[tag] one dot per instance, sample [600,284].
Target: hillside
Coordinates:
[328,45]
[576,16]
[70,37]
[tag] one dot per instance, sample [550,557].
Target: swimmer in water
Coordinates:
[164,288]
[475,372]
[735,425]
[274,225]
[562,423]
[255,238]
★ ★ ★ ★ ★ ★ ★
Turn every line of the records above into a JSON list of strings, one string per line, leaving out any blank lines.

[
  "[tag] one dot per instance, sample [600,284].",
  "Target: hillside",
  "Coordinates:",
  "[328,45]",
  "[576,16]",
  "[70,37]",
  "[tag] one dot per instance, sample [550,557].",
  "Target: swimmer in water",
  "Coordinates:",
  "[164,288]",
  "[475,372]",
  "[735,425]",
  "[274,225]",
  "[562,423]",
  "[255,238]"
]